> _Set of tasks_
a - In the bylaws excerpt below, rewrite the paragraph beginning "Section 15. Compensation & Inurement of Income" as a short list that keeps its main facts.
b - Answer these questions using the bylaws excerpt below, one answer per line:
(i) What is the most days before a meeting that the record date may be set?
(ii) How long must former staff wait after their last date of employment before serving on the Board of Directors?
(iii) What vote is required to hire the Executive Director?

> _Text provided_
Section 14.           Fixing Record Date:          For the purpose of determining the members entitled to notice or to vote at any meeting of members or any adjournment thereof, or to express consent to or dissent from any proposal without a meeting, or for the purpose of determining the members entitled to receive any distribution or any allotment of any rights, or the purpose of any other action, the board shall fix, in advance, a date as the record date for any such determination of members.  Such date shall not be more than fifty nor less than ten days before any such meeting, nor more than fifty days prior to any other action.

 

Section 15.           Compensation & Inurement of Income:      Directors shall receive no salary or compensation for their services as a member of the Board of Directors.  Directors may be reimbursed for the out‑of‑pocket expenses reasonably incurred by them in the performance of their duties as determined by the Board of Directors.  No part of the net earnings of the corporation shall inure to the benefit of, or be distributable to, its members, trustees, officers or other private persons except that the corporation shall be authorized and empowered to pay reasonable compensation for services rendered.

 

Section 16.           Board Members Applying for Staff Positions:          Members of the Board of Directors may not serve as staff of His Branches, Inc..  Upon accepting a staff position, a Board Member must resign from the Board of Directors in advance of their start date of employment.

 

Section 17.           Staff as Members of the Board of Directors:               Staff of His Branches, Inc.  may not serve on the Board of Directors.  Former staff may not serve on the Board of Directors until twelve months have elapsed from their last date of employment.

Section 18.           Employment of Executive Director:             The Board of Directors is responsible for hiring and dismissing the Executive Director of His Branches, Inc..  The action of hiring the Executive Director will require an affirmative vote of 3/4 of all Directors then in office.  The action of dismissing the Executive Director shall require a majority vote of all Directors then in office.

> _Data shown_
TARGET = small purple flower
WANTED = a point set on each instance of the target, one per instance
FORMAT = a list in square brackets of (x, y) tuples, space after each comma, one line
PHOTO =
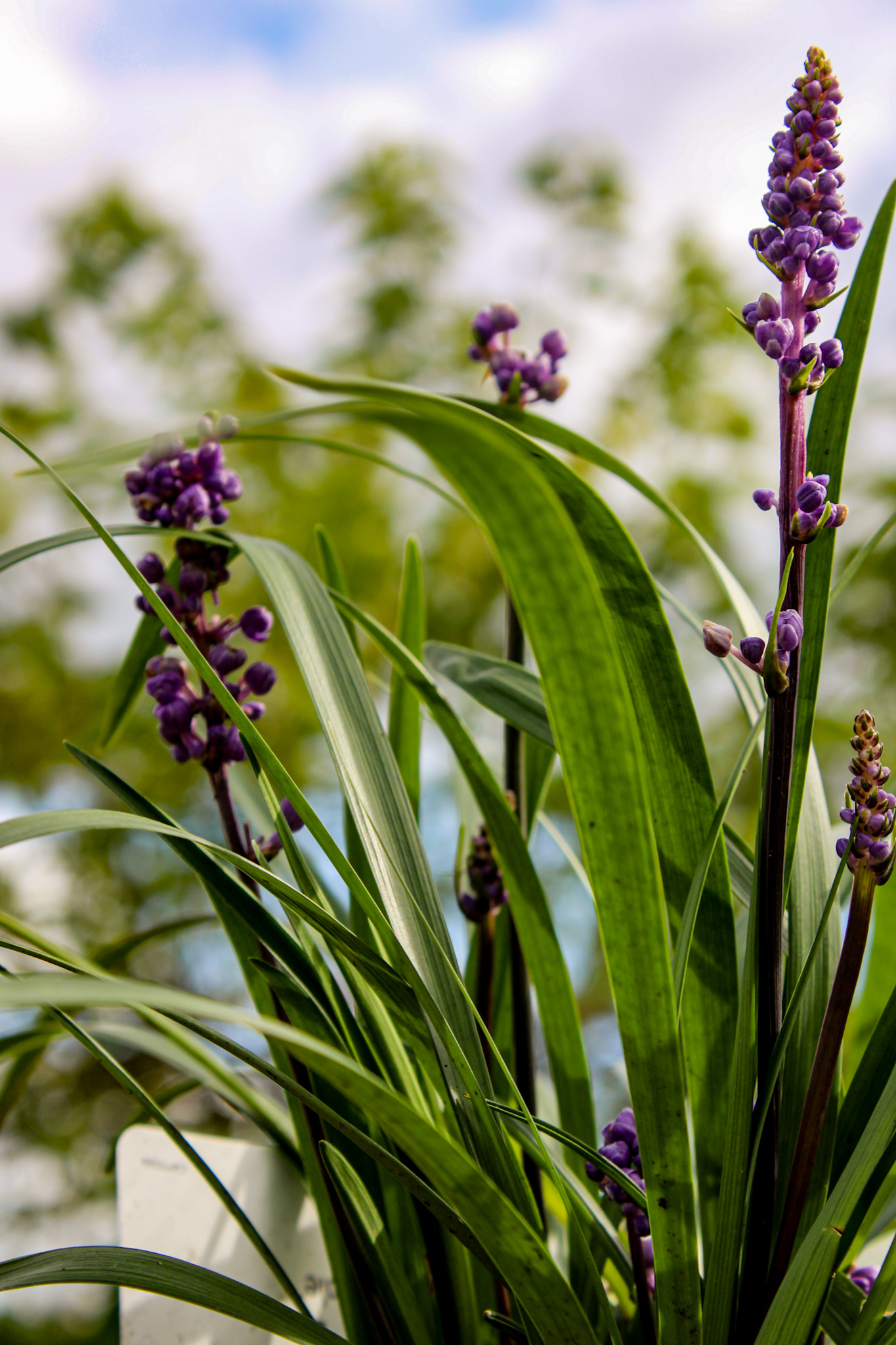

> _Responses to the exercise_
a -
- Directors get no salary or compensation for serving on the Board of Directors.
- Directors may be reimbursed for out-of-pocket expenses reasonably incurred in their duties, as the Board of Directors determines.
- No part of the corporation's net earnings may benefit or be distributed to its members, trustees, officers or other private persons.
- The corporation may still pay reasonable compensation for services rendered.

b -
(i) Fifty days.
(ii) Twelve months.
(iii) An affirmative vote of 3/4 of all Directors then in office.